* GIVEN DATA
========

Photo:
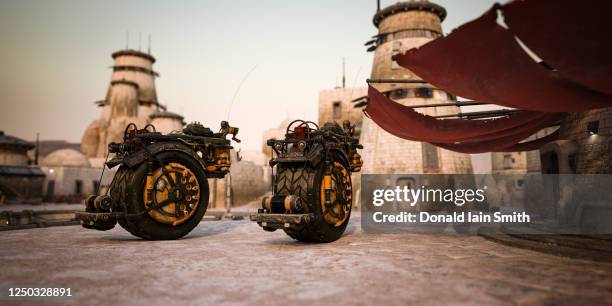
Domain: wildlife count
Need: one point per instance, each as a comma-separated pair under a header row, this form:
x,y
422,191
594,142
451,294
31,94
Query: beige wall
x,y
13,157
344,96
383,152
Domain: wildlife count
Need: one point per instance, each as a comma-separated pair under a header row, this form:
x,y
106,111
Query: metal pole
x,y
482,114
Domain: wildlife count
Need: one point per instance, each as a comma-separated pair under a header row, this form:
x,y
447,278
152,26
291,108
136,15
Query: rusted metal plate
x,y
273,220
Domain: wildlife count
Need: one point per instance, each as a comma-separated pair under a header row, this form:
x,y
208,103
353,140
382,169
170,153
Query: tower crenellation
x,y
403,26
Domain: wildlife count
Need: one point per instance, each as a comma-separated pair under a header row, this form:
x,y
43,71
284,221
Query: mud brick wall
x,y
595,151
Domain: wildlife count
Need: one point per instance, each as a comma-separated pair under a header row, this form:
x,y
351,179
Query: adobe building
x,y
584,145
20,180
131,98
336,105
403,26
69,176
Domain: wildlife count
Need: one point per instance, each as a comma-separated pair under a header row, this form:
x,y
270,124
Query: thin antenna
x,y
343,74
229,111
37,149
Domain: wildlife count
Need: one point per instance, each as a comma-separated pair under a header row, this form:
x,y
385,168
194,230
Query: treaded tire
x,y
127,189
305,182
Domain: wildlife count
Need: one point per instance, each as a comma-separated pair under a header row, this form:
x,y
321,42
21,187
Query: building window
x,y
430,156
397,46
78,187
337,110
96,185
50,190
398,94
508,161
423,92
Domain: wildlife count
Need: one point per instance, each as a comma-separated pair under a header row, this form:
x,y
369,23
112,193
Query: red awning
x,y
469,136
482,61
571,36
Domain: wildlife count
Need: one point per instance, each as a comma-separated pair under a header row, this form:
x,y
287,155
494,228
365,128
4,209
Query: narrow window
x,y
78,187
423,92
399,94
337,110
397,45
430,156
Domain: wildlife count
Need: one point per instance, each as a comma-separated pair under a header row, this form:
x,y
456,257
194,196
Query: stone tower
x,y
130,98
403,26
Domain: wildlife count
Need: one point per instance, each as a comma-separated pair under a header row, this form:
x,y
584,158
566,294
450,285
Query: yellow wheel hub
x,y
336,195
176,189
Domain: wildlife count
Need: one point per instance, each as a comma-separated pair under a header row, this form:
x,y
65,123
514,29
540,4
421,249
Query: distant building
x,y
70,176
131,98
20,181
336,105
403,26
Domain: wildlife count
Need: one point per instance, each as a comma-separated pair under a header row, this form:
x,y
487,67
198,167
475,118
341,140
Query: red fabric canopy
x,y
470,136
571,36
482,61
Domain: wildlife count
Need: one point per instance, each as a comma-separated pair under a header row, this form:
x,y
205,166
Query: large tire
x,y
305,182
127,191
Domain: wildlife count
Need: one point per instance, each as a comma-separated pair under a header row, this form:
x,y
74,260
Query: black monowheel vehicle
x,y
160,190
312,193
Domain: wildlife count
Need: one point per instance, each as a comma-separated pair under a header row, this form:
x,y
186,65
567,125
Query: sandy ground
x,y
235,263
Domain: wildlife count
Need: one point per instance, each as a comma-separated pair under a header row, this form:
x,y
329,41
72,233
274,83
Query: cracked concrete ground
x,y
235,262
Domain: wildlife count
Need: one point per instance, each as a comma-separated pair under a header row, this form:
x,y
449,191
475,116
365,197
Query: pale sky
x,y
55,58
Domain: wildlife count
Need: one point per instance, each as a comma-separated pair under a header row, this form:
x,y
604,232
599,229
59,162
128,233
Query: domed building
x,y
131,97
70,176
20,181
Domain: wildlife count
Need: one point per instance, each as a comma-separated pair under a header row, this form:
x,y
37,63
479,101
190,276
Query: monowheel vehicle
x,y
312,194
160,190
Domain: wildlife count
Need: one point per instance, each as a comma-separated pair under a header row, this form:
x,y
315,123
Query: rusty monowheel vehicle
x,y
160,190
312,193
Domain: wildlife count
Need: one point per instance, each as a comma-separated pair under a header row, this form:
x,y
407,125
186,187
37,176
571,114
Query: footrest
x,y
279,221
91,218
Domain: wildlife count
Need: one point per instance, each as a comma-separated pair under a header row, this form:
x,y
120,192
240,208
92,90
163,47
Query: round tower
x,y
137,67
403,26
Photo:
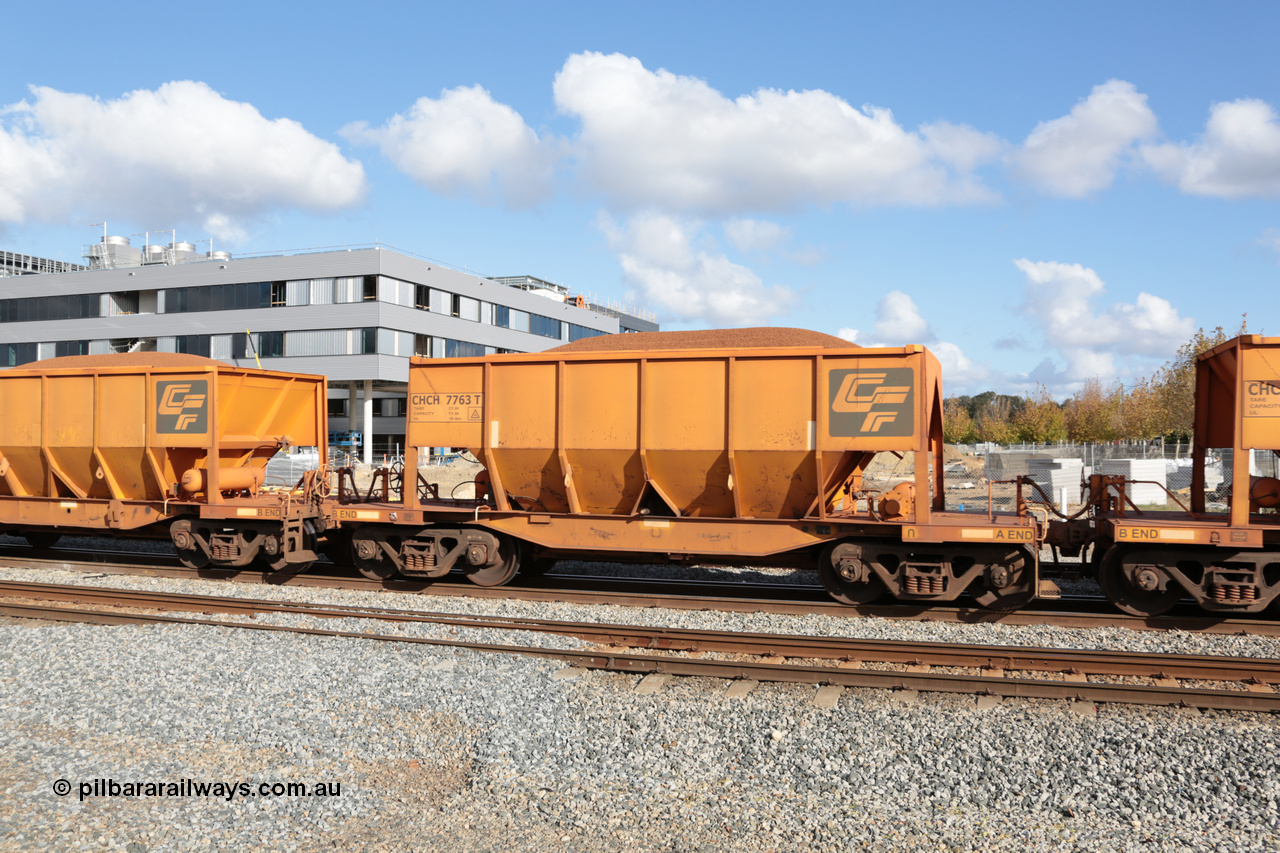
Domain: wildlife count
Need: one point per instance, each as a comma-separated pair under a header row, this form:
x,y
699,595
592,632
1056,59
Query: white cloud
x,y
666,270
757,235
659,140
1238,156
1270,240
1059,297
899,322
179,154
1078,154
466,142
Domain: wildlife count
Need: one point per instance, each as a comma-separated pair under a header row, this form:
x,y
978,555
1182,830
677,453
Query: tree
x,y
956,423
1041,419
1174,384
992,423
1091,414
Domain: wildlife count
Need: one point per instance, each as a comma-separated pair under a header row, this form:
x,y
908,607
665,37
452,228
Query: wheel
x,y
536,568
502,573
1006,584
1137,587
41,539
371,559
848,576
190,553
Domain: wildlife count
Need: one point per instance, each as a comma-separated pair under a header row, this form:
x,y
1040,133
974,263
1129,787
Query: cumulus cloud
x,y
1238,156
467,142
899,322
1059,299
1078,154
178,154
1270,240
755,235
663,267
659,140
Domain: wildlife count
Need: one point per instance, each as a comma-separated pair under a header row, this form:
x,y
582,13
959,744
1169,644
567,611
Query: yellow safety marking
x,y
1155,534
999,534
359,515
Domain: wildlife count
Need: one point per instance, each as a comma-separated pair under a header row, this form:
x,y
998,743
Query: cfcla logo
x,y
872,402
182,407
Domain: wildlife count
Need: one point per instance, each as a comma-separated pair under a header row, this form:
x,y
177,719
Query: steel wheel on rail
x,y
1142,588
848,575
41,539
190,553
502,569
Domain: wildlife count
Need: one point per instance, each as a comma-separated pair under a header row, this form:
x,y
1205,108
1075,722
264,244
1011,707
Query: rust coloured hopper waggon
x,y
746,447
160,445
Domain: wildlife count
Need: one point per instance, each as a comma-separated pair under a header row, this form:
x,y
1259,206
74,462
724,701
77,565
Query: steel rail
x,y
1200,623
794,646
758,671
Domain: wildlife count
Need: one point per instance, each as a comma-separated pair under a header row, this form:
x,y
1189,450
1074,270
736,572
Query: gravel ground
x,y
438,748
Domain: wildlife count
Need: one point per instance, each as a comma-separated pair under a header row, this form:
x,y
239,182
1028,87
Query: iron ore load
x,y
160,445
726,447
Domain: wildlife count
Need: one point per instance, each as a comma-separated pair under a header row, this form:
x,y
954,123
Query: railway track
x,y
1152,679
1072,611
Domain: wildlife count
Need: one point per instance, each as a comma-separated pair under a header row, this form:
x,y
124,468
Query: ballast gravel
x,y
438,748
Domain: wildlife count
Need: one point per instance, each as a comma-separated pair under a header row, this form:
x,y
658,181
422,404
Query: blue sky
x,y
1040,192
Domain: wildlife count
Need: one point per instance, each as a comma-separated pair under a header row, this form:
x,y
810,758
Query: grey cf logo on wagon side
x,y
182,406
872,402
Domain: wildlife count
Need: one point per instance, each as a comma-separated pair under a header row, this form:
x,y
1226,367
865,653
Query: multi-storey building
x,y
353,314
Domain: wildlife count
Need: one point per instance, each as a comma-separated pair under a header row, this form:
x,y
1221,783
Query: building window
x,y
50,308
270,345
579,332
71,347
14,354
388,407
544,325
192,343
462,350
218,297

========

* TASK INSTRUCTIONS
The material should be duplicated word for word, with no images included.

* RESULT OF THIS EXERCISE
Photo:
Domain: wildlife count
Need: one point per instance, each as a comma-separated pair under a header row, this form:
x,y
422,191
594,142
451,294
31,94
Query: beige wall
x,y
13,157
344,96
383,152
Domain: wildlife count
Need: one point per instance, each as a comma-separated pair under a header row, this form:
x,y
106,111
Query: metal pole
x,y
482,114
Domain: wildlife count
Need: one point per instance, each as a comma-separated pair under a header row, this form:
x,y
447,278
152,26
291,108
136,15
Query: rusted metal plate
x,y
273,220
Domain: wildlife count
Need: one point per instance, each as a comma-separated pair under a header row, this form:
x,y
208,103
353,140
382,169
170,153
Query: tower crenellation
x,y
403,26
Domain: wildlife count
Need: one point per instance, each as a comma-separated pair under a header row, this form:
x,y
43,71
284,221
Query: mud brick wall
x,y
595,151
Domain: wildlife count
Need: one point per instance, each as a comma-separated pair under a header row, this form:
x,y
351,179
Query: adobe building
x,y
584,145
20,180
131,98
336,105
403,26
69,176
Domain: wildlife count
Need: one point per instance, each as a comma-separated pair under a header row, this form:
x,y
270,124
Query: thin antenna
x,y
343,74
229,111
37,149
Domain: wildlife count
Need: one point per instance, each as a comma-separated pair under a header row, this form:
x,y
385,168
194,230
Query: treaded tire
x,y
127,189
305,182
Domain: wildlife count
Need: one point per instance, each as a comma-separated pair under a header row, this form:
x,y
321,42
21,187
Query: building window
x,y
430,156
397,46
78,187
337,110
96,185
50,190
398,94
508,161
423,92
Domain: wildlife count
Need: one point per instance, each as a comma-separated pair under a header row, this form:
x,y
369,23
112,193
Query: red awning
x,y
469,136
482,61
571,36
Domain: wildlife count
Need: one point per instance, each as a comma-separated pair under a header row, this form:
x,y
287,155
494,228
365,128
4,209
Query: narrow window
x,y
78,187
423,92
399,94
337,110
397,45
430,156
Domain: wildlife count
Need: one point per instance, each as a comma-separated pair under a header row, this form:
x,y
456,257
194,196
Query: stone tower
x,y
130,98
403,26
Domain: wildlife count
Need: one point per instance, each as a comma-separated pair under a header row, this form:
x,y
584,158
566,294
450,285
Query: yellow wheel hub
x,y
336,195
176,189
Domain: wildlife count
Need: one point per instance, each as a comma-separated pair under a header row, this form:
x,y
65,123
514,29
540,4
421,249
Query: distant building
x,y
70,176
131,98
20,181
336,105
403,26
Domain: wildlife count
Need: one point per instance, each as a comma-separated pair under a header row, this form:
x,y
487,67
198,167
475,118
341,140
Query: red fabric canopy
x,y
470,136
571,36
482,61
Domain: wildlife count
Need: one point per instance, each as a comma-separated pair under a header row, this form:
x,y
205,166
Query: large tire
x,y
305,182
127,191
Domain: wildlife count
Need: one point per instance, each as a comma-separated pair under a header row, this form:
x,y
74,260
Query: black monowheel vehicle
x,y
160,190
312,193
Domain: wildlife count
Need: one point per instance, each as a comma-separated pair under a header row, this form:
x,y
186,65
567,125
Query: sandy ground
x,y
235,263
Domain: wildlife count
Need: one point per instance, each as a comma-separated pair under a header row, this form:
x,y
329,41
72,233
274,83
Query: cracked concrete ground
x,y
235,262
Domain: wildlife count
Need: one point per instance, each as a comma-separated pair under a header row, this form:
x,y
449,191
475,116
365,197
Query: pale sky
x,y
55,58
Domain: wildlife count
Need: one point per instance, each as a comma-separated pair under a header row, this form:
x,y
604,232
599,229
59,162
128,233
Query: domed building
x,y
131,97
70,176
20,181
Domain: wildlife count
Need: one point per instance, each as a comma-separated pair under a header row, this form:
x,y
37,63
479,101
190,276
Query: monowheel vehicle
x,y
312,194
160,190
Domain: wildlife count
Need: one point per instance, each as a comma-separated pair under a header row, this form:
x,y
315,123
Query: rusty monowheel vehicle
x,y
160,190
312,193
Domain: wildlife count
Need: one point per instance, each as a comma-separated pair under a header row, this form:
x,y
407,125
186,187
37,176
571,114
Query: footrest
x,y
279,221
91,218
Domain: wildlife count
Need: one point per instance, each as a comma-separated pair under a header row, this form:
x,y
120,192
240,208
92,90
163,47
Query: round tower
x,y
137,67
403,26
Photo:
Domain: wildlife count
Need: one point per instance, each as a comma-separated pair under a header row, this form:
x,y
699,595
592,632
1056,59
Query: white cloud
x,y
666,270
757,235
659,140
1238,156
1270,240
1059,297
899,322
179,154
1078,154
466,142
Domain: wildlife count
Need: one point per instance, each as a comma-separated pair under a header row, this form:
x,y
978,555
1182,830
677,453
Query: tree
x,y
956,423
1041,419
1174,384
992,423
1091,414
Domain: wildlife count
Need: one point per instance, each as a comma-separated pair under a header row, this form:
x,y
908,607
665,37
452,228
Query: wheel
x,y
536,568
502,573
1006,584
1137,587
41,539
371,559
848,576
190,553
Domain: wildlife count
Need: one point per instance, each as a comma-separated pair under a header row, this form:
x,y
1040,133
974,263
1129,787
Query: cumulus cloud
x,y
1238,156
467,142
899,322
1059,299
1078,154
178,154
1270,240
755,235
663,267
659,140
Domain: wildlife count
Need: one point per instance, each as a comma-separated pair under a header row, this form:
x,y
582,13
959,744
1169,644
567,611
Query: yellow safety marking
x,y
1155,534
999,534
359,515
Domain: wildlife count
Need: one point per instance, each as a comma-separated pair under a header row, this form:
x,y
998,743
Query: cfcla logo
x,y
872,402
182,407
Domain: wildlife count
Need: one point per instance, each as a comma-separated pair under a header row, this form:
x,y
177,719
Query: steel wheel on rail
x,y
1142,588
848,575
41,539
190,553
502,569
Domain: wildlife count
Need: one point per instance, each as a comma-separated pair under a header row, this form:
x,y
1205,108
1075,722
264,244
1011,707
Query: rust coloured hopper waggon
x,y
746,447
160,445
Domain: wildlife count
Need: one point per instance, each as a comma-separated pair under a header row, this form:
x,y
1259,206
74,462
724,701
77,565
Query: steel rail
x,y
1200,623
794,646
758,671
Domain: wildlife count
Need: one point per instance, each as a comma-separated pair under a header row, this form:
x,y
1189,450
1074,270
736,572
Query: gravel ground
x,y
438,748
Domain: wildlife count
Need: one point per instance, each as a comma-separated pair under a header row, this form:
x,y
239,182
1028,87
Query: iron ore load
x,y
160,445
726,447
Domain: wildlife count
Need: one point per instance, each as a comma-separated pair under a header row, this form:
x,y
954,123
Query: railway track
x,y
1152,679
1072,611
Domain: wildlife count
Need: one point per instance, each as a comma-separated pair under a header row, this form:
x,y
124,468
Query: ballast gravel
x,y
438,748
Domain: wildlife count
Need: one point per instance, each as a comma-separated pair under a header row, this form:
x,y
658,181
422,404
Query: blue sky
x,y
1040,192
Domain: wildlife count
Need: one point per instance, each as a comma-separated pair under a header row, this form:
x,y
810,758
Query: grey cf logo on wagon side
x,y
182,406
872,402
Domain: wildlife count
Need: one point per instance, each as a comma-separated pair under a header row, this form:
x,y
1226,367
865,653
Query: multi-storey building
x,y
353,314
Domain: wildlife count
Need: one point per instance, each as a comma-separated pair under a header row, this form:
x,y
1221,783
Query: building window
x,y
50,308
270,345
579,332
71,347
14,354
388,407
544,325
192,343
462,350
218,297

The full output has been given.